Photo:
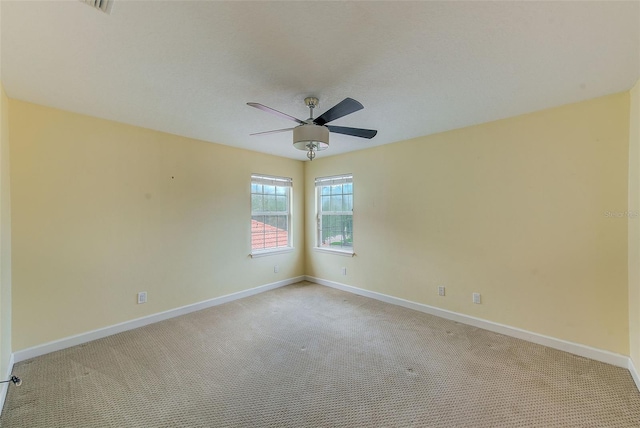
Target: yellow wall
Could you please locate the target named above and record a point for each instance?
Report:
(514, 209)
(5, 237)
(634, 226)
(102, 210)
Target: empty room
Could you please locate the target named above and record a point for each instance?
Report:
(319, 214)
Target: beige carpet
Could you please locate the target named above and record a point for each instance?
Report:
(310, 356)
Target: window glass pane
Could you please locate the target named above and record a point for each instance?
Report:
(326, 203)
(347, 203)
(336, 203)
(270, 203)
(337, 231)
(335, 215)
(270, 231)
(256, 203)
(282, 223)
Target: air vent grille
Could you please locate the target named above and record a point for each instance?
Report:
(103, 5)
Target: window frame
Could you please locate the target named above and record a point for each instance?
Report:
(282, 182)
(321, 182)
--------------------
__Task item__.
The answer is the full listing above, reproduced character for character, minus its images.

__Written reply__.
Photo:
Target: yellow wall
Could you please locate the target named above and record a point for each instance?
Report:
(514, 209)
(5, 237)
(634, 226)
(102, 210)
Target: empty room
Could you please locate the target named above and record a point for each instance?
Report:
(319, 214)
Target: beige carpet
Could you please locate the target named above and record a point for each instance?
Report:
(310, 356)
Target: window glass pane
Could you please locate the target named above and record a point for each instance?
Report:
(326, 203)
(347, 203)
(336, 203)
(270, 203)
(337, 231)
(335, 215)
(270, 231)
(256, 203)
(282, 223)
Target: air vent grille
Could you please locate the target named above and record a point for each instance?
Report:
(103, 5)
Target: window frame
Could you please locate the target named above and record a point for each instance?
Report:
(282, 182)
(321, 182)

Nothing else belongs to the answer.